§ **Exercise directions**
Each line of the data should be transcribed exactly as given.
─── Exercise materials ───
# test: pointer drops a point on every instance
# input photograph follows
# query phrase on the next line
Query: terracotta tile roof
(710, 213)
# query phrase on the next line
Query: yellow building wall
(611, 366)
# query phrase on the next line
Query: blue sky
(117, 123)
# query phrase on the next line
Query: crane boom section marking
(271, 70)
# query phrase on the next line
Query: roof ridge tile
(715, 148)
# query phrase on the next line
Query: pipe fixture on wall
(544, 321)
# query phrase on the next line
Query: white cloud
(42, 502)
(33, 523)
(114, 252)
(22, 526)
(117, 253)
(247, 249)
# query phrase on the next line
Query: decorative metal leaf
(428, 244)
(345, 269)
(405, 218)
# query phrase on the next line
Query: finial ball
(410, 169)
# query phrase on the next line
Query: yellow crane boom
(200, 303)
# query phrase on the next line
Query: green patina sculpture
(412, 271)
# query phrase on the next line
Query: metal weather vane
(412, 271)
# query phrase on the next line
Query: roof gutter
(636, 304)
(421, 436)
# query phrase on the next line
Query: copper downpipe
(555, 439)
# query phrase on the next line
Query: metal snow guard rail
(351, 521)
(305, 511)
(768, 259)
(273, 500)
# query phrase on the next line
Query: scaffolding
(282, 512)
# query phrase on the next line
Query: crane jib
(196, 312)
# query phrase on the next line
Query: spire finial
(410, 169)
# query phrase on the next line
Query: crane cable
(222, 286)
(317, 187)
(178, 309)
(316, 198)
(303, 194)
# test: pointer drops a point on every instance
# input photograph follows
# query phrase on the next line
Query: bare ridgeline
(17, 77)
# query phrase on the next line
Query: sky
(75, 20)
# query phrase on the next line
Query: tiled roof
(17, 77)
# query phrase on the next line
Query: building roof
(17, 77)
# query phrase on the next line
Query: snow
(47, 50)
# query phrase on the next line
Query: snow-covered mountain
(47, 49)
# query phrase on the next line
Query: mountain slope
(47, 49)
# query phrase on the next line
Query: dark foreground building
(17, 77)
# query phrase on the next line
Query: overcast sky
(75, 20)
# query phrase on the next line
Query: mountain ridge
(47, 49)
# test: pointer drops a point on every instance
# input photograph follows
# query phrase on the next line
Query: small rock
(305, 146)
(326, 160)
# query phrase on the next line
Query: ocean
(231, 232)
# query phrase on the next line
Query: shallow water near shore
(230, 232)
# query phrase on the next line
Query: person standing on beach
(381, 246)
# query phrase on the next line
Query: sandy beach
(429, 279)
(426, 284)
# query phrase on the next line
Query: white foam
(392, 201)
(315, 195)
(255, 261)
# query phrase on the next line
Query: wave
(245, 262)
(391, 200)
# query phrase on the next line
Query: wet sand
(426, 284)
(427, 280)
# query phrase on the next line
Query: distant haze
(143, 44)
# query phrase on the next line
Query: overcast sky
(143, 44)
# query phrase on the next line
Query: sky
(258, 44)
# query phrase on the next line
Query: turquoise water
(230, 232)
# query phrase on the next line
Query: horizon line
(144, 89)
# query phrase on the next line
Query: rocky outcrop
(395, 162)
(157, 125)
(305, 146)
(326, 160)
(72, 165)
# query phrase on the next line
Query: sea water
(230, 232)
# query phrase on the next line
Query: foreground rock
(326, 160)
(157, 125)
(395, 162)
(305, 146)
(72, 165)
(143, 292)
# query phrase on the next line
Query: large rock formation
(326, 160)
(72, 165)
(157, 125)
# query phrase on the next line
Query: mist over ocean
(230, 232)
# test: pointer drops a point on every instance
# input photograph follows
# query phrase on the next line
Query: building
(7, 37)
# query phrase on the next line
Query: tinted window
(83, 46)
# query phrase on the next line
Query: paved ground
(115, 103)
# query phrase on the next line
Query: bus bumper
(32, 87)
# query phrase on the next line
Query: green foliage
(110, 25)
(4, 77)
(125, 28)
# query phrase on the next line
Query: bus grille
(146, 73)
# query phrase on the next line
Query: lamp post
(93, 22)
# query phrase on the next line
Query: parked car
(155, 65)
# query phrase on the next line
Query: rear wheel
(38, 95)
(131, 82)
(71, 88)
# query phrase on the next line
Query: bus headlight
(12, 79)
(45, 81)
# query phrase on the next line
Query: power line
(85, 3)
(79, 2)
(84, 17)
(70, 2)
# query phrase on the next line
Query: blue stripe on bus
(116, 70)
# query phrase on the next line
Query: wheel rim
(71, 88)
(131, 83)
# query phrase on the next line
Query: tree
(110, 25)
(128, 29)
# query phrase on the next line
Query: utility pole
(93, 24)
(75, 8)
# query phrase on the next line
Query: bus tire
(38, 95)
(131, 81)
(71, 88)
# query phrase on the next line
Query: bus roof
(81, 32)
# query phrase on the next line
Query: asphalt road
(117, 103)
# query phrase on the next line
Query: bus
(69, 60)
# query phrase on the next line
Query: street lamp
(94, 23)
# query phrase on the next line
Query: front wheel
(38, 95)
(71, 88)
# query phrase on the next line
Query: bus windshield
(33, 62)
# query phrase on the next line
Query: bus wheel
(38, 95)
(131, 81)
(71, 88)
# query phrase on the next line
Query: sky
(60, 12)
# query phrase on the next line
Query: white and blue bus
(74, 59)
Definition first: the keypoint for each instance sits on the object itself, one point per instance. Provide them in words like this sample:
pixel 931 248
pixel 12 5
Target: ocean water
───
§ **Answer box**
# test: pointer drops a point on every instance
# input photograph follows
# query phrase on the next line
Query: terracotta tile roof
(710, 213)
# query phrase on the next line
Query: yellow building wall
(611, 366)
# query phrase on the next line
Query: blue sky
(117, 123)
# query phrase on the next line
Query: crane boom section marking
(271, 70)
# query phrase on the next line
Query: roof ridge tile
(715, 148)
# query phrase on the next line
Query: pipe fixture on wall
(544, 321)
# query phrase on the next line
Query: white cloud
(42, 502)
(33, 523)
(114, 252)
(22, 526)
(117, 253)
(247, 249)
# query phrase on the next line
Query: decorative metal leaf
(428, 244)
(345, 269)
(405, 218)
# query phrase on the next line
Query: finial ball
(410, 169)
# query phrase on the next line
Query: yellow crane boom
(200, 303)
# query phrase on the next line
Query: green patina sculpture
(412, 271)
# query phrase on the next line
Query: metal weather vane
(412, 271)
# query phrase on the next line
Query: roof gutter
(636, 304)
(421, 436)
# query phrase on the next line
Query: copper downpipe
(555, 439)
# query phrase on the next line
Query: metal snow guard rail
(351, 521)
(305, 511)
(768, 259)
(273, 500)
# query phrase on the next line
Query: scaffolding
(282, 512)
# query phrase on the next line
Query: crane jib
(196, 312)
# query phrase on the next line
Query: spire finial
(410, 169)
# query phrase on the next line
Query: crane cable
(222, 286)
(317, 187)
(178, 309)
(316, 198)
(303, 194)
# test: pointer drops a point on every instance
# input photograph follows
# query phrase on the next line
Query: bare ridgeline
(17, 77)
# query phrase on the next line
Query: sky
(75, 20)
# query phrase on the next line
Query: tiled roof
(17, 77)
# query phrase on the next line
Query: building roof
(17, 77)
# query phrase on the next line
Query: snow
(47, 50)
# query phrase on the next line
Query: snow-covered mountain
(47, 49)
# query phrase on the next line
Query: mountain slope
(47, 49)
# query phrase on the next line
Query: dark foreground building
(17, 77)
# query phrase on the next line
Query: overcast sky
(75, 20)
# query phrase on the next line
Query: mountain ridge
(47, 49)
# test: pointer drops a point on every instance
# input photograph follows
# query phrase on the next line
Query: small rock
(305, 146)
(326, 160)
# query phrase on the next line
Query: ocean
(231, 232)
# query phrase on the next line
Query: shallow water near shore
(230, 232)
# query phrase on the next line
Query: person standing on beach
(381, 246)
# query phrase on the next line
Query: sandy beach
(429, 279)
(426, 284)
# query phrase on the next line
Query: white foam
(392, 201)
(315, 195)
(255, 261)
# query phrase on the next line
Query: wave
(245, 262)
(391, 200)
# query phrase on the next line
Query: wet sand
(426, 284)
(427, 280)
# query phrase on the next line
Query: distant haze
(143, 44)
# query phrase on the next line
Query: overcast sky
(143, 44)
# query phrase on the next line
Query: sky
(258, 44)
# query phrase on the next line
Query: turquoise water
(230, 232)
# query phrase on the next line
Query: horizon line
(144, 89)
# query phrase on the next line
Query: rocky outcrop
(395, 162)
(157, 125)
(305, 146)
(326, 160)
(72, 165)
# query phrase on the next line
Query: sea water
(230, 232)
# query phrase on the next line
Query: foreground rock
(326, 160)
(157, 125)
(395, 162)
(305, 146)
(72, 165)
(143, 292)
# query phrase on the next line
Query: large rock formation
(326, 160)
(72, 165)
(157, 125)
# query phrase on the next line
Query: mist over ocean
(230, 232)
# test: pointer drops a point on every instance
# input photograph follows
# query phrase on the next line
Query: building
(7, 37)
# query phrase on the next line
Query: tinted window
(83, 46)
# query phrase on the next line
Query: paved ground
(115, 103)
# query phrase on the next line
Query: bus bumper
(32, 87)
# query phrase on the next line
Query: green foliage
(110, 25)
(4, 77)
(125, 28)
# query phrase on the next line
Query: bus grille
(146, 73)
# query phrase on the next line
Query: lamp post
(93, 22)
# query phrase on the next line
Query: parked car
(155, 65)
# query phrase on the next line
Query: rear wheel
(38, 95)
(131, 82)
(71, 88)
# query phrase on the next line
Query: bus headlight
(12, 79)
(45, 81)
# query phrase on the next line
Query: power line
(85, 3)
(79, 2)
(84, 17)
(70, 2)
# query phrase on the next line
Query: blue stripe on bus
(116, 70)
# query phrase on the next line
Query: wheel rim
(71, 88)
(131, 83)
# query phrase on the next line
Query: tree
(110, 25)
(128, 29)
# query phrase on the next line
Query: utility pole
(93, 24)
(75, 8)
# query phrase on the next line
Query: bus tire
(38, 95)
(131, 81)
(71, 88)
# query phrase on the next line
Query: bus roof
(81, 32)
# query phrase on the next line
Query: asphalt road
(117, 103)
# query phrase on the next line
Query: bus
(69, 60)
# query phrase on the next line
Query: street lamp
(94, 23)
# query phrase on the next line
Query: front wheel
(38, 95)
(71, 88)
# query phrase on the next line
Query: bus windshield
(33, 62)
# query phrase on the next line
Query: bus wheel
(38, 95)
(131, 81)
(71, 88)
# query phrase on the next line
Query: sky
(60, 12)
# query phrase on the next line
Query: white and blue bus
(74, 59)
Definition first: the keypoint for each instance sits on the object itself, one point per instance. Provide them in words like this sample:
pixel 931 248
pixel 12 5
Target: ocean water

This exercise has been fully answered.